• [Excerpt]:
........

Really easy to ride with a pillion. But not all day comfortable as I wrote above.
Could do with 10% more torque and power. But it likes to rev and has good acceleration when you give it some stick in the right gear. Just don't plan on doing any fast overtakes starting at less than 3000rpm. Bit buzzy at motorway speeds, but it is a parallel twin.
Measured fuel economy is 55 mpg (imperial gallons).
Equipment is 8 years out of date. Halogen headlights (one low, one high) not LED. Single bulb brake light. Analog speedometer which is hard to read. No linked brakes. Changing the headlight bulb is a disaster area; very easy to break a small plastic clip which will have you spending the next 2 hours taking the front of the bike apart. The top box is stupid small. Even though my bike came with one, I ditched it and bought a larger aftermarket box. Alternator seems to put out enough amps. I run a heated jacket in winter, aux LED lights, heated grips (these are standard) and a GPS. It has ESA but I struggle to feel the difference. It also has Rain/Road/Dynamic throttle maps. I use Dynamic all the time, except on that week when it was snowing and I put it on Road. Haven't tried Rain but it must be silly if you can use Road when it is snowing...
Buying experience: Really easy to buy, but what isn't when you are chucking cash at someone! Bought from dealer paid near asking price but got a few parts thrown in plus cross-country delivery.
This is a very competent and slick bike and deserves top marks but I do have several cosmetic comments. As an old school rider, I don't like the engine reduced to the invisible role of "power unit" hidden behind acres of tupperware. The engine could be a design statement like the beating heart of a Black Shadow timing cover; the Swiss watch detail and precision of a 900ss or the beautiful sensual sweep of the headers on a CB400 four. The bike is labelled a GT but is a relatively small bike with a firm to hard seat. Even with hard luggage it is more sport tourer than grand tourer. Style wise the design trend and profile is very generic. The silhouette could be from any manufacturer. Ass in the air, rear end you could fly a jumbo jet between the rear tyre and the tail section, yet there is no MX style rear shock travel to warrant all this fresh air. Oh how bikers and journos laughed in 1971 when MZ brought out the ambitiously named ETS 250 Trophy Sport (19bhp) which had a rediculously shaped camel hump tank. Fast forward 40 years and rediculously camel humped false tank of F800gt is an industry standard profile, uncomfortable and ugly.I love the belt drive. I was looking for a mid range shaftie but there aren't any, apart from Guzzi V7/V9. The Guzzis are nearly 50% down on BHP compared with the F800 and a bit lardy. I'm surprised that the 21st century has not produced much alternative to a chain final drive. The chain drive is not so far removed from riveting bits of leather together like they did 100 years ago. At least BMW give you the belt on these models or a shaft drive on their real touring metal.

........

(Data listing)

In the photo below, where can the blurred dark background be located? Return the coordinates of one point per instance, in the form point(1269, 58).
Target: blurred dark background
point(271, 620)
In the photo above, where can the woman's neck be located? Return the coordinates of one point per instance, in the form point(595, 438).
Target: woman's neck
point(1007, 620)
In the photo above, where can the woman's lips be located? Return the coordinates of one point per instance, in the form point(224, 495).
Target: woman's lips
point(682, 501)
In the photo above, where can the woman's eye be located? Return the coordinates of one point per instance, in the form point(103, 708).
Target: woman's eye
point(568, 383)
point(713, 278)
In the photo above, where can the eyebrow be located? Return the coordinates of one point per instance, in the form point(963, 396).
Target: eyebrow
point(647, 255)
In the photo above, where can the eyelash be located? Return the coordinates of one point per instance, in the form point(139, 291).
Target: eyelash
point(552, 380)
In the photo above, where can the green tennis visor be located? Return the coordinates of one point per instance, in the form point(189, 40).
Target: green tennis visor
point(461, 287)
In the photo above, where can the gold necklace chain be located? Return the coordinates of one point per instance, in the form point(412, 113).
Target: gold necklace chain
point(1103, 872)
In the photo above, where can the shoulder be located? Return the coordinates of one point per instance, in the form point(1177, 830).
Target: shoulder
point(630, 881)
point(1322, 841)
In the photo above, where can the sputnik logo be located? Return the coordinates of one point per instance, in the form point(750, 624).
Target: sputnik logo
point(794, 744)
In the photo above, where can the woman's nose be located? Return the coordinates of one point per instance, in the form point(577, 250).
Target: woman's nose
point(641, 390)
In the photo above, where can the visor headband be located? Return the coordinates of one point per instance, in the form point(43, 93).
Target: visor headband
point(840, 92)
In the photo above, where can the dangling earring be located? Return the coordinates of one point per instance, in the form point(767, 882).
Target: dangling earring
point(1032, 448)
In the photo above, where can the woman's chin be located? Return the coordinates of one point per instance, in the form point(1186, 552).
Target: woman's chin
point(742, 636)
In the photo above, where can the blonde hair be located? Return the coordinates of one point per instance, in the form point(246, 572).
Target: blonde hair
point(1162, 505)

........

• [Tasks for this exercise]:
A – From the entries, copy out the lines starting with the one that contains "In the photo above, where can the sputnik" and going on through the one that contains "point(794, 744)".
B – Pick up the motorcycle review where it stops and keep writing it.
The motorcycle review and the entries come from separate sources.

• [The replies]:
A –
In the photo above, where can the sputnik logo be located? Return the coordinates of one point per instance, in the form point(750, 624).
Target: sputnik logo
point(794, 744)

B –
ABS. Optional traction control not fitted. Optional bar switched, 3 setting electronic rear shock not fitted but who needs it? Brakes are strong but progressive, with lots of feedback. Oozes confidence. Ride is smooth. Some reviewers talk of vibey engine but you must expect some buzz, particularly on a parallel twin, and I don't notice any problems. Some reviewers drone on about exhaust note but you just can't hear it with any amount of speed or wind whizzing past. I'm thinking the only people who could comment on zorst howl would be the teen at the bus stop doing the Wimbledon swivel as they watch you sweep by.
Frugal, as I said. Competent, fast but revvy for a twin. Lower gears short and some early changes sometimes miss a cog, and good luck finding neutral at the lights (that might be just down to the microscopic gear pedal). Would like it to be a bit more tractable than having to run the up and down the box so much. It is willing for a 900. Will just go and go. More than enough for UK speed limits and snappy acceleration on tap at the lights or an overtake . .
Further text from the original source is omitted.